= Exercise aim =
Report every line below that contains the string "coordinates", matching case exactly.

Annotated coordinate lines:
-- -- --

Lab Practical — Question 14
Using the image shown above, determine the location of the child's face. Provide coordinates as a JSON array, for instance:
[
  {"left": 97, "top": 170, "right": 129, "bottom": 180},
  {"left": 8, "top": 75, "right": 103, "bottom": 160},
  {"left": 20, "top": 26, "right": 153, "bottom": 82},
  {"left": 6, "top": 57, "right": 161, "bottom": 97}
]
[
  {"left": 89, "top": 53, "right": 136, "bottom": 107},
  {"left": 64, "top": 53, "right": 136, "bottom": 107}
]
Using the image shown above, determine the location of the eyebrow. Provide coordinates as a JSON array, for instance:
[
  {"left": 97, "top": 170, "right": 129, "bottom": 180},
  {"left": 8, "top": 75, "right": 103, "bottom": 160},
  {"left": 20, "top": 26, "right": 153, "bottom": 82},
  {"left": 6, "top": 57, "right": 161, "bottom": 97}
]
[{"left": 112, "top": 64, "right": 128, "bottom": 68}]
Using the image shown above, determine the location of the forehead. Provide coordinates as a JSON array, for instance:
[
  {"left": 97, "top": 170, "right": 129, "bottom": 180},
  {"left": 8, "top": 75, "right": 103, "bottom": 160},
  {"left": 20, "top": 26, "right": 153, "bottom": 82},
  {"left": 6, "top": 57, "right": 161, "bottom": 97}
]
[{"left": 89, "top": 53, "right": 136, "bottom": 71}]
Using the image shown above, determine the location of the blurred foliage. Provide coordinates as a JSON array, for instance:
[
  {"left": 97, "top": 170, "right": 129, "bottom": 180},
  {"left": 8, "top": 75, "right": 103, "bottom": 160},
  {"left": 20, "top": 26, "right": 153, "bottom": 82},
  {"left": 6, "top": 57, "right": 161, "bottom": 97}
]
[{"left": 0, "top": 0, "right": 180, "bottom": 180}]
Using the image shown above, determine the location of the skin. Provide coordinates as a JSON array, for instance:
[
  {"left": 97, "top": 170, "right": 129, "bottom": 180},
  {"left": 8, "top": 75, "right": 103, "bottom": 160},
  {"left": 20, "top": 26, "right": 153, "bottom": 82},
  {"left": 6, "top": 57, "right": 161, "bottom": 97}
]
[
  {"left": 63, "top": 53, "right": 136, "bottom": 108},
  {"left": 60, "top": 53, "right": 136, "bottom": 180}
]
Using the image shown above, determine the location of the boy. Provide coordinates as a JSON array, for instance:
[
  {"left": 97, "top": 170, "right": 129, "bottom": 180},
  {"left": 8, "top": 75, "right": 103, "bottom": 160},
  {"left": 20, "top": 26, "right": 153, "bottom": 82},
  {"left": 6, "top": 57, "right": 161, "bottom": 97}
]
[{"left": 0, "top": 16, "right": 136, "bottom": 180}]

-- -- --

= Result of the task =
Using the image shown above, determine the location of the child's face. Provide coordinates as a JSON array, for instance:
Using the image shown above, determine the location of the eyebrow. Provide coordinates as a JSON array, for instance:
Using the image shown above, determine the location of the forehead. Provide coordinates as a JSON array, for instance:
Using the image shown above, determine the location of the blurred foliage. Provide coordinates as a JSON array, for instance:
Using the image shown above, determine the location of the skin. Provide coordinates as a JSON array, for instance:
Using the image shown above, determine the location of the boy. Provide coordinates as a JSON array, for instance:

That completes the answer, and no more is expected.